In an unrelated article for Brookings, Kathy Hirsh-Pasek and Laurence Steinberg address another problem with the way in which we’re educating the next generation of managers. To put it crudely, a lot of them can’t write:
“Each of us has been teaching and grading undergraduates for more than 35 years… In the past few years, however, something has seemed dramatically different. When they spoke in class, our students were just as knowledgeable as their counterparts a decade ago—perhaps even more so. But the mere thought of a written exam created palpable fear in our classrooms.”
Hirsh-Pasek and Steinberg think it’s a widespread failing:
“When we asked colleagues across the country if they too had noted that their students had trouble writing, they uniformly said, ‘yes.’”
What’s gone wrong? The authors point the finger at No Child Left Behind (NCLB) – the Bush-era back-to-basics education policy. Though they accept that teaching children facts and testing them on their knowledge is important, there are good and bad ways of going about it:
“Those adopted by the states in response to NCLB were largely fill-in-the-blank, one-right-answer tests that never asked students to defend a position or to find different pathways to come to a defensible conclusion.”
Teaching practices are important, but I suspect this goes well beyond the class room. Ours is a culture of diminishing attention spans, of soundbites, social media and immediate gratification. Young minds are formed in a sea of super-abundant, but thoroughly fragmented, information.

→ **Given exercise**: List every trait that the final paragraph of the passage on student writing names in describing "a culture of". The lines after this come from a separate source.

→ **Data shown**:
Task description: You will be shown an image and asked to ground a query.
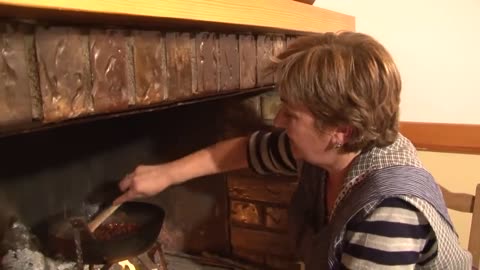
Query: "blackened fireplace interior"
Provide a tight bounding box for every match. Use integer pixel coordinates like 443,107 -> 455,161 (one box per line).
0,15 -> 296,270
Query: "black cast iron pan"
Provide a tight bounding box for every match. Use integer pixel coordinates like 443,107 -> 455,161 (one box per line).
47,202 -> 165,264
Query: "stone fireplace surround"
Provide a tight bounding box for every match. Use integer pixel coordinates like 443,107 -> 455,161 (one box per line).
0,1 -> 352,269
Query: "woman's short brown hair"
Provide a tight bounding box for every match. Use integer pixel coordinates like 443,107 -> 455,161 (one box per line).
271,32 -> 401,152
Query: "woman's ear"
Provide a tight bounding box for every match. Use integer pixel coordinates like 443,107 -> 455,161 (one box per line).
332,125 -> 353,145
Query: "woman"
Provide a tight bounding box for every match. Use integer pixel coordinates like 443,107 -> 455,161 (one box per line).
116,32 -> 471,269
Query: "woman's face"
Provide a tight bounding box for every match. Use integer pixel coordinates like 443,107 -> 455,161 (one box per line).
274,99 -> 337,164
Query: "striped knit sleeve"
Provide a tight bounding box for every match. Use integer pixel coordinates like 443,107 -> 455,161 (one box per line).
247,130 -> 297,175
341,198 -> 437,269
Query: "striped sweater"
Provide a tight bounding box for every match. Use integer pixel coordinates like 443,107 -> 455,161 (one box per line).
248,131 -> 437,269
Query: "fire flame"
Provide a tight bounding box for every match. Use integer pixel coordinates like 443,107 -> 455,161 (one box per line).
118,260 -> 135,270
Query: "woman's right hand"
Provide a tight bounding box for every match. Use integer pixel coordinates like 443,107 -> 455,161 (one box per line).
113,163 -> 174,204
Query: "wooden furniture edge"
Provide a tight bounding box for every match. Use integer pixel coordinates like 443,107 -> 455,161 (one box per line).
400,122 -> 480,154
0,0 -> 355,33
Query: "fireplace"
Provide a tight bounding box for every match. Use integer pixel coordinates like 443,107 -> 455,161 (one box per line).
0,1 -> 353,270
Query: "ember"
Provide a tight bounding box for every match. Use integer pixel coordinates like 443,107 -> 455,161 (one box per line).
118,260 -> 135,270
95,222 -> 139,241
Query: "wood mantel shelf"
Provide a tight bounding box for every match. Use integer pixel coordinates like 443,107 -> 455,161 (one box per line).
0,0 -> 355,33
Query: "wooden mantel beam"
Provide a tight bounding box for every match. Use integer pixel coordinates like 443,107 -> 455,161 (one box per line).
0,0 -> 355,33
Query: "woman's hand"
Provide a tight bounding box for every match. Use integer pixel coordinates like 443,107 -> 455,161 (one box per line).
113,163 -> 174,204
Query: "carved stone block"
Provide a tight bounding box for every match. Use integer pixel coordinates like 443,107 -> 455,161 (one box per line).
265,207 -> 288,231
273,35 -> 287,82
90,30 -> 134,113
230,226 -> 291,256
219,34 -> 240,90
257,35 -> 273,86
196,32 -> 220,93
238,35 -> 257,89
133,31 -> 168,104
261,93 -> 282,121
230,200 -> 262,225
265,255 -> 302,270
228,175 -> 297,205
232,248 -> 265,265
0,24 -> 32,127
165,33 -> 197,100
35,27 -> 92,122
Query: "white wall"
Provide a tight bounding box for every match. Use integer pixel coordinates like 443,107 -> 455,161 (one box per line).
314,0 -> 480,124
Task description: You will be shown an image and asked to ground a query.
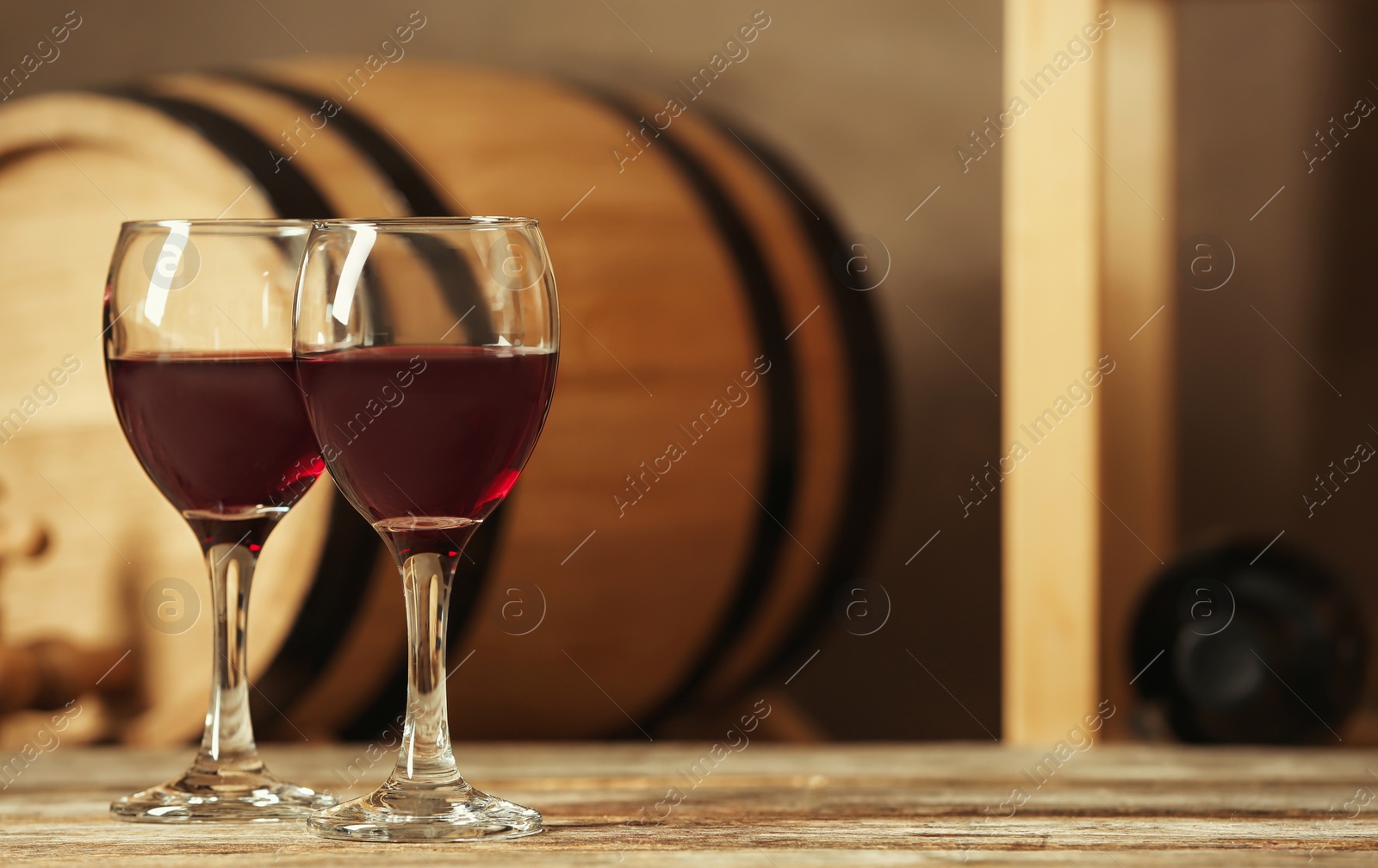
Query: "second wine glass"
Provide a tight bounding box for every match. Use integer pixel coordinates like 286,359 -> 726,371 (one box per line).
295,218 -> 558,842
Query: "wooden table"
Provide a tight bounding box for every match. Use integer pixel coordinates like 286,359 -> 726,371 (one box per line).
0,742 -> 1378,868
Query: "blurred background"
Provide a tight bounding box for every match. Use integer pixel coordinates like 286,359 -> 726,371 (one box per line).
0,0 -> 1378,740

→ **Task output**:
- diminishing attention spans
- soundbites
- social media
- immediate gratification